Extracted entries Start Marker
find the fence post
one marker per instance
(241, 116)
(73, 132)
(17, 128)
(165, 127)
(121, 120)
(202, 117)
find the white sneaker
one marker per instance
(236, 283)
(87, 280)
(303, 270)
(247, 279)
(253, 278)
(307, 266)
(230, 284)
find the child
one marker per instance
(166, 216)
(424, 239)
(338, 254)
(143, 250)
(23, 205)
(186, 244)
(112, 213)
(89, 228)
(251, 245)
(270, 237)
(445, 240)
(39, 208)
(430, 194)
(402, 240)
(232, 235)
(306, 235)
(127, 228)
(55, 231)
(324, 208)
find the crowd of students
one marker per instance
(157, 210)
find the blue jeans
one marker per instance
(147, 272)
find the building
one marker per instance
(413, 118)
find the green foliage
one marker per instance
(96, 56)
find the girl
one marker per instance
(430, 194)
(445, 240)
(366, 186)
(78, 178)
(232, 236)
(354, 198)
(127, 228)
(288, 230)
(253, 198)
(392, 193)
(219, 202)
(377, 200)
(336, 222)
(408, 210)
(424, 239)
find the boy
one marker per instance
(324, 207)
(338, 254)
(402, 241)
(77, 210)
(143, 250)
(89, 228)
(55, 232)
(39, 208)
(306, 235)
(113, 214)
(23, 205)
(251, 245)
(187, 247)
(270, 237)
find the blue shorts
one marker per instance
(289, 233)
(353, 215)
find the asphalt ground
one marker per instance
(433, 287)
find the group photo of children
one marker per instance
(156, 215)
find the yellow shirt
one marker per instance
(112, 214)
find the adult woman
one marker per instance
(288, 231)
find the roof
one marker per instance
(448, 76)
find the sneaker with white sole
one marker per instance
Extracted entries End Marker
> Exercise directions
Using the data above, return each line exactly as written.

> Solution to this exercise
find the fence post
one marker per instance
(241, 116)
(73, 132)
(17, 128)
(165, 127)
(121, 120)
(202, 117)
find the white sneaker
one marker per instance
(236, 283)
(87, 280)
(303, 270)
(247, 279)
(253, 278)
(307, 266)
(230, 284)
find the child
one marker per instance
(166, 216)
(424, 239)
(338, 254)
(143, 250)
(23, 205)
(186, 244)
(112, 213)
(89, 228)
(251, 245)
(270, 237)
(445, 240)
(39, 208)
(430, 194)
(402, 240)
(232, 235)
(306, 235)
(127, 228)
(55, 231)
(324, 208)
find the crowd of students
one marker per instance
(157, 210)
find the blue jeans
one marker per instance
(147, 272)
find the building
one marker per instance
(413, 118)
find the green foliage
one marker per instance
(96, 56)
find the girl
one marker per instance
(430, 194)
(445, 240)
(366, 186)
(78, 178)
(232, 236)
(354, 198)
(127, 228)
(288, 230)
(253, 198)
(392, 193)
(219, 202)
(377, 200)
(336, 222)
(408, 210)
(424, 239)
find the boy
one marker per instance
(324, 207)
(338, 254)
(402, 241)
(77, 210)
(143, 250)
(89, 228)
(55, 232)
(39, 208)
(306, 235)
(113, 214)
(23, 205)
(251, 245)
(187, 247)
(270, 237)
find the blue shorts
one marker per instance
(289, 233)
(353, 215)
find the asphalt ground
one marker per instance
(433, 287)
find the group photo of children
one marker per instance
(156, 215)
find the yellow shirt
one marker per instance
(112, 214)
find the adult woman
one marker per instance
(288, 231)
find the roof
one marker per instance
(448, 76)
find the sneaker with white sole
one marker per instance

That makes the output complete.